### Your task
Retype the following data verbatim, leaving every line unchanged.

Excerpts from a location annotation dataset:
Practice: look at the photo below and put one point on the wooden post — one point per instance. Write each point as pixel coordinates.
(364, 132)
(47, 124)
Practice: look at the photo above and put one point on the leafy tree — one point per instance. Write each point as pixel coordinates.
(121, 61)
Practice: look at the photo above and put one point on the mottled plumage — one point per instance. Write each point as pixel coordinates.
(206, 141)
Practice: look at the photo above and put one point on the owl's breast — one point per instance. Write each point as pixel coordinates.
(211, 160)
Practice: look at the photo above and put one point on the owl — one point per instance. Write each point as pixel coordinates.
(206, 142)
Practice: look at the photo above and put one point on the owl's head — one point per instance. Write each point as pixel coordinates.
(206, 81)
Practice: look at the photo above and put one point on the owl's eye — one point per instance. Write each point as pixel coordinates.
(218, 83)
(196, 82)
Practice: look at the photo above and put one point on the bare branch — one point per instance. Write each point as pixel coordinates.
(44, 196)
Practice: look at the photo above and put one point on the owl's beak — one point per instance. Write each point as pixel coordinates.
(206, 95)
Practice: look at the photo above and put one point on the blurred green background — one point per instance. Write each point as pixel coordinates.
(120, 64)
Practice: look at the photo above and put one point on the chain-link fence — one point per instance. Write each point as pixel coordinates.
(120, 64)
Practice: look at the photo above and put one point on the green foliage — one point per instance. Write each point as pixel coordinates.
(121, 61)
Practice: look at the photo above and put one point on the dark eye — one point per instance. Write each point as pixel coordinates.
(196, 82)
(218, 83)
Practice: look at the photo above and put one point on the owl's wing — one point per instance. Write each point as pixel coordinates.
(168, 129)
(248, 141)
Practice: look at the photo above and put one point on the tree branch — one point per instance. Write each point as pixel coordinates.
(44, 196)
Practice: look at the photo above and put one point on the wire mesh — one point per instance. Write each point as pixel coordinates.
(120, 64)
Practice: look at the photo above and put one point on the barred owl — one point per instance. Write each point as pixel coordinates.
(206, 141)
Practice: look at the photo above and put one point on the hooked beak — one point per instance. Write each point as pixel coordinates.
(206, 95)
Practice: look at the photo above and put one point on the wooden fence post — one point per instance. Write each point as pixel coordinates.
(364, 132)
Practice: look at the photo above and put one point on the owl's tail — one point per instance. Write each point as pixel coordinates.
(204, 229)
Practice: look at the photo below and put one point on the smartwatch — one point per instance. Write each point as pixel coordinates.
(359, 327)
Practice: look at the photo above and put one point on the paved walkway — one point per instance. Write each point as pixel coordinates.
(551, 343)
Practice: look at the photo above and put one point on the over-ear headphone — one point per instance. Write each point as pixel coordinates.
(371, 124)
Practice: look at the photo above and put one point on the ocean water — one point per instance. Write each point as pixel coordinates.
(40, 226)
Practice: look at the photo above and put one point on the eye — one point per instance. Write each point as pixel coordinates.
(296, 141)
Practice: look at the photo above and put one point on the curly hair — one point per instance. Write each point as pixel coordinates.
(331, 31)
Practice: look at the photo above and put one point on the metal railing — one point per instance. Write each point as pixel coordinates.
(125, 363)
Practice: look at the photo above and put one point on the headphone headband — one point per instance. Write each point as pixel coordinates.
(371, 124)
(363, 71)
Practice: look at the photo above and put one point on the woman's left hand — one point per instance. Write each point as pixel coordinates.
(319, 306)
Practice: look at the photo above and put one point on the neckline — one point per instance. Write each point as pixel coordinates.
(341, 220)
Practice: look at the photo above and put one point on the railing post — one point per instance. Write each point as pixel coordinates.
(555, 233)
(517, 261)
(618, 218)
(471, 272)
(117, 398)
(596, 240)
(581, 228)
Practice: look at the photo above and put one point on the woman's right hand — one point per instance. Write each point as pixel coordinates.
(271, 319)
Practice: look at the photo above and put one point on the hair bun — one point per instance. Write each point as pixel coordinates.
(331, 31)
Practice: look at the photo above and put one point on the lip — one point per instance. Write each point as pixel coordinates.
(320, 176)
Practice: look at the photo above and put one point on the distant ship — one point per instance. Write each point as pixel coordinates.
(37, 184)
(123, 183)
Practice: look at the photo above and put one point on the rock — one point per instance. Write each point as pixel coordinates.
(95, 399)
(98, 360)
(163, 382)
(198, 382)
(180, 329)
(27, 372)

### Correct answer
Practice: look at the photo below and put one point on the wooden post — one point per instance. Write each point as pixel coordinates.
(364, 132)
(47, 124)
Practice: look at the photo above and put one point on the leafy tree — one point per instance. Write each point as pixel coordinates.
(121, 61)
Practice: look at the photo above and put one point on the mottled plumage — one point per instance. Write each point as pixel coordinates.
(206, 141)
Practice: look at the photo above and put one point on the owl's breast — one point per instance. Write each point as pixel coordinates.
(211, 160)
Practice: look at the photo above and put one point on the owl — one point per instance. Write each point as pixel coordinates.
(206, 142)
Practice: look at the photo above and put one point on the owl's head — one point per instance. Write each point as pixel coordinates.
(206, 81)
Practice: look at the photo above and put one point on the owl's eye — one point per instance. Write each point as pixel coordinates.
(218, 83)
(196, 82)
Practice: look at the photo above and put one point on the bare branch — one point per instance. Write each point as pixel coordinates.
(44, 196)
Practice: look at the photo above and put one point on the owl's beak — one point per instance. Write each point as pixel coordinates.
(206, 95)
Practice: look at the photo above and put one point on the blurred green background — one point per instance. Write each point as pixel coordinates.
(120, 64)
Practice: look at the photo above and put one point on the chain-link fence — one point per instance. Write each point as pixel coordinates.
(120, 64)
Practice: look at the photo above and put one point on the green foliage — one point per instance. Write each point as pixel coordinates.
(121, 61)
Practice: look at the photo above and put one point on the dark eye — one point per instance. Write each point as pixel coordinates.
(196, 82)
(218, 83)
Practice: look at the photo above and put one point on the owl's wing — one point per instance. Write each point as pixel coordinates.
(168, 129)
(248, 141)
Practice: look at the photo above and put one point on the tree branch — one point per instance. Write each point as pixel coordinates.
(44, 196)
Practice: look at the photo above and put one point on the wire mesh — one point per instance. Write each point as pixel coordinates.
(120, 64)
Practice: look at the photo above and put one point on the barred owl — one point per instance. Write each point as pixel coordinates.
(206, 141)
Practice: look at the photo above and put one point on the hooked beak — one point per instance. Write each point as pixel coordinates.
(206, 95)
Practice: look at the photo above and put one point on the wooden fence post — one point per instance. Write each point as pixel coordinates.
(364, 132)
Practice: look at the photo above and put one point on the owl's tail — one point per instance. Write each point as pixel coordinates.
(204, 229)
Practice: look at the photo below and put one point on the smartwatch — one point per instance. Write each point as pixel coordinates.
(359, 327)
Practice: look at the photo above and put one point on the paved walkway — one point per instance. Write each point as pixel coordinates.
(551, 343)
Practice: look at the photo above and put one point on the over-ear headphone — one point per instance. Write each point as pixel coordinates.
(371, 124)
Practice: look at the photo above and put one point on the ocean water — one point per instance. Write each point as pixel coordinates.
(40, 226)
Practice: look at the photo above and put one point on the eye — one point per instance. Write each point as pixel coordinates.
(296, 141)
Practice: look at the photo above and put one point on the curly hair — one point per instance. Write each point as pixel coordinates.
(331, 31)
Practice: look at the photo above and put one point on the metal railing — one point per instance. Write each point as pixel coordinates.
(125, 363)
Practice: look at the photo above and put one point on the headphone headband — one point per instance. Write each point as pixel coordinates.
(371, 124)
(363, 71)
Practice: look at the photo above and put one point on the woman's left hand — one point per instance. Write each point as pixel coordinates.
(319, 306)
Practice: look at the photo above and put one point on the neckline — one point per instance. Write each point as pixel coordinates.
(341, 220)
Practice: look at the photo above and put one point on the railing post — one point per instance. Write each point as pixel coordinates.
(555, 233)
(517, 261)
(618, 218)
(471, 272)
(117, 398)
(596, 240)
(581, 228)
Practice: look at the photo above and put one point on the woman's right hand — one point per instance. Write each point as pixel coordinates.
(271, 319)
Practice: look at the photo above and put one point on the hair bun — one point per instance. Write each point as pixel coordinates.
(331, 31)
Practice: look at the photo above and put one point on the lip — one point per instance. Write each point as pixel coordinates.
(320, 176)
Practice: look at the photo above and put one point on the distant ship — one point per instance. Write each point as pixel coordinates.
(37, 184)
(123, 183)
Practice: look at the photo above and put one point on the rock — one point per instance. Write each point as pixel coordinates.
(95, 399)
(98, 360)
(163, 382)
(198, 382)
(180, 329)
(27, 372)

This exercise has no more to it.